*** Records to process Section Begins ***

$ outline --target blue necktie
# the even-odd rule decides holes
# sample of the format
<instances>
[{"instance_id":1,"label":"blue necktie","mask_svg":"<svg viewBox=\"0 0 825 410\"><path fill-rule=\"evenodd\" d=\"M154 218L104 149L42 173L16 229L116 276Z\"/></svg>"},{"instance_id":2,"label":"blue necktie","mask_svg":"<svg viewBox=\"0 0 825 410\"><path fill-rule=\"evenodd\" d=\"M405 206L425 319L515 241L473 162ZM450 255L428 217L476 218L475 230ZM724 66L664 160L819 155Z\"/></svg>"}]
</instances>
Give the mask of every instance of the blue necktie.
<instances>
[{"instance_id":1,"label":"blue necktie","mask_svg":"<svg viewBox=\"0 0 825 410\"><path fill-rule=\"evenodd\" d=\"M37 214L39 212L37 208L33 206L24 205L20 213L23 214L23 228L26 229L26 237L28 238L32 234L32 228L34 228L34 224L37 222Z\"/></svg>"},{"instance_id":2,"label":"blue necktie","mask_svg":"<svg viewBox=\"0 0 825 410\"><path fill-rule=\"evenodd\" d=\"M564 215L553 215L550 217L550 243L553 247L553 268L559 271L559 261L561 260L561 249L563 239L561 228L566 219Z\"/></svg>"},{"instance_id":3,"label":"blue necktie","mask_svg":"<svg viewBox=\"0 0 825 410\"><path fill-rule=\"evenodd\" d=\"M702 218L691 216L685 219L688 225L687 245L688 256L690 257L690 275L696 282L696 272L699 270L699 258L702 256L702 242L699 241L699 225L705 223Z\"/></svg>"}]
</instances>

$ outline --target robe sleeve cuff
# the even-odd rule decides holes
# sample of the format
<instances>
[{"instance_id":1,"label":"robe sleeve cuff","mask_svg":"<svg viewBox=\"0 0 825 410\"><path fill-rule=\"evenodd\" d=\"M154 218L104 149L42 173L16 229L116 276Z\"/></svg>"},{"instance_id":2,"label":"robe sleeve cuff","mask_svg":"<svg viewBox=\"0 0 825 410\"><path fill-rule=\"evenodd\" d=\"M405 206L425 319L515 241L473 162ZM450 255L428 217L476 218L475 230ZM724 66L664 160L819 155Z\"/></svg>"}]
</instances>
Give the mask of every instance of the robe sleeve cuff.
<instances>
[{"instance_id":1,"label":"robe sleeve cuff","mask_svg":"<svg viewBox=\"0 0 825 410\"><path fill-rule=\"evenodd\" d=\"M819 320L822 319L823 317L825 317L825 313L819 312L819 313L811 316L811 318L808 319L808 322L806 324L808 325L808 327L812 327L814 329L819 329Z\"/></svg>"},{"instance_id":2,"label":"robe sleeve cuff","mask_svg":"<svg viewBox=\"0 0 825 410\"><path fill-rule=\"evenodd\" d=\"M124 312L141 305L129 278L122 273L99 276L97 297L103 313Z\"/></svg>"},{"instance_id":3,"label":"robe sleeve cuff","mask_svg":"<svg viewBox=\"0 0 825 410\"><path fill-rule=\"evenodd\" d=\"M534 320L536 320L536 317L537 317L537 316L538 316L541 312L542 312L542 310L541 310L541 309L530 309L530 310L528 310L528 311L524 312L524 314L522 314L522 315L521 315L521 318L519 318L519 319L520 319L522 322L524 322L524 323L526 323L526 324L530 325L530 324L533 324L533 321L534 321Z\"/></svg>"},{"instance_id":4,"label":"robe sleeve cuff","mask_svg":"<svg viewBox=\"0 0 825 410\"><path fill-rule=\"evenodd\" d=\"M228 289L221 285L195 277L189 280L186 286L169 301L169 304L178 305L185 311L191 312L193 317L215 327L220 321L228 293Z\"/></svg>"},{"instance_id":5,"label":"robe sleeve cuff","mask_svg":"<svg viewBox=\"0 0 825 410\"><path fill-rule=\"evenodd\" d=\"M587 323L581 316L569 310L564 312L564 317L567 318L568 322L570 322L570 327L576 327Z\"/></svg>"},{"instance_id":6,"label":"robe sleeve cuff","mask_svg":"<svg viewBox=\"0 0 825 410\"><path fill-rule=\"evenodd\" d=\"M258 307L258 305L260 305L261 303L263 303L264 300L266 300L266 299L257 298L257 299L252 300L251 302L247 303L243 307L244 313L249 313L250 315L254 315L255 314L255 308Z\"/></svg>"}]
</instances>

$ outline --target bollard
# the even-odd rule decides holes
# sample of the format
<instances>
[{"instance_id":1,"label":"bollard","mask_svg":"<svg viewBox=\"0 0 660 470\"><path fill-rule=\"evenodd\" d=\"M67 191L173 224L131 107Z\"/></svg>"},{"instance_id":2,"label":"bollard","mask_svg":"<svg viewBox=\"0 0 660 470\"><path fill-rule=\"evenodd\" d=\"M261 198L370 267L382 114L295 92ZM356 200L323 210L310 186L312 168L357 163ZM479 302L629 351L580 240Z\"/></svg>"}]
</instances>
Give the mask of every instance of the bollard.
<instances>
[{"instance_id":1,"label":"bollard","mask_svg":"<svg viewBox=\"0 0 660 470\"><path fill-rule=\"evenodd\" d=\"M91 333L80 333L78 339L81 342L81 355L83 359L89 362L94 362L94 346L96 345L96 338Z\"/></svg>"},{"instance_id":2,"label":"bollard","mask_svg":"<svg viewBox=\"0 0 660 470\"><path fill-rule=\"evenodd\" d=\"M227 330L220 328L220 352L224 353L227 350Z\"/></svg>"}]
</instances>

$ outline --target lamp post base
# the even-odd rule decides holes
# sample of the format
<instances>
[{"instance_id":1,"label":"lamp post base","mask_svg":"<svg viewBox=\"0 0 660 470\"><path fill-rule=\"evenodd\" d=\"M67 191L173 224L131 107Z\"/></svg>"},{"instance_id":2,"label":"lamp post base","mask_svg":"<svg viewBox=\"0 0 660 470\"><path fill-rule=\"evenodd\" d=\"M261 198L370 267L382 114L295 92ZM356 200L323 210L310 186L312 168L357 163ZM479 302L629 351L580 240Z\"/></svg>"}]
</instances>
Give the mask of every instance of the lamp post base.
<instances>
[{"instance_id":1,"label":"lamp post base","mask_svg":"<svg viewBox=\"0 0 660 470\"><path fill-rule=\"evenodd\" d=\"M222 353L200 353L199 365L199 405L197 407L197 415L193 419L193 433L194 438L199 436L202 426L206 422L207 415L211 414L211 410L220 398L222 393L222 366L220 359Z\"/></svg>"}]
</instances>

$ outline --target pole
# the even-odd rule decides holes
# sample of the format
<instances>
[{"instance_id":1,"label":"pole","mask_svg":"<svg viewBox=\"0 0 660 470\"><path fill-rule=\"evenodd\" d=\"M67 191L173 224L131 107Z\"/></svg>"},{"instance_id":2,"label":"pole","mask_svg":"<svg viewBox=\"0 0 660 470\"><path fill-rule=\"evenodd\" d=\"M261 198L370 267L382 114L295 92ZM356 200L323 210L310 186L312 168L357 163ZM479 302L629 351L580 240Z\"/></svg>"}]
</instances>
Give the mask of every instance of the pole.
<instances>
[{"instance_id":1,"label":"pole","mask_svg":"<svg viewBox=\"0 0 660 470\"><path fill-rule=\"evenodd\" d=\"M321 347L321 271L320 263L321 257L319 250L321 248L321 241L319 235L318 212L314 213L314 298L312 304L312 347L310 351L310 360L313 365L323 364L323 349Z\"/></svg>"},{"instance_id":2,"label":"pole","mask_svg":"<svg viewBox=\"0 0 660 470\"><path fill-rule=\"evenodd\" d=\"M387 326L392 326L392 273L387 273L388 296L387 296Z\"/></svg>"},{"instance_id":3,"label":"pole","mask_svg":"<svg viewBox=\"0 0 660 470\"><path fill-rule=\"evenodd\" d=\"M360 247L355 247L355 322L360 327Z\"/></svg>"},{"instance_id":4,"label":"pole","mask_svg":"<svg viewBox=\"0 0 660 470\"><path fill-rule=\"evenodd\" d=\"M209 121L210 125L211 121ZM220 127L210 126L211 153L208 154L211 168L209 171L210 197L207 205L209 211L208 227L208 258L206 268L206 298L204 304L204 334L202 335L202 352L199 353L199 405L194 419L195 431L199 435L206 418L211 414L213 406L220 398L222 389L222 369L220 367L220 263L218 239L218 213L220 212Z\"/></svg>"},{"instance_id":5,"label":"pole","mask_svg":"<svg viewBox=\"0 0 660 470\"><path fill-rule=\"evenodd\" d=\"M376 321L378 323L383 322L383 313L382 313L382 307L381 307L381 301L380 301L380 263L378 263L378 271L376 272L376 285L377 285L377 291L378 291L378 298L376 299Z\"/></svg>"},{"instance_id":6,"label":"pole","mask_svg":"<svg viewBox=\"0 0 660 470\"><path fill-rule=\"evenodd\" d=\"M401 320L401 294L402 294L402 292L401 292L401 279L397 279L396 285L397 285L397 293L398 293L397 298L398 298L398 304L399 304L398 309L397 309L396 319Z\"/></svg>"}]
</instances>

*** Records to process Section Ends ***

Go through the entries above and copy every line containing "outline".

$ outline --target blue necktie
$ outline --target robe sleeve cuff
$ outline --target bollard
$ outline --target lamp post base
$ outline --target pole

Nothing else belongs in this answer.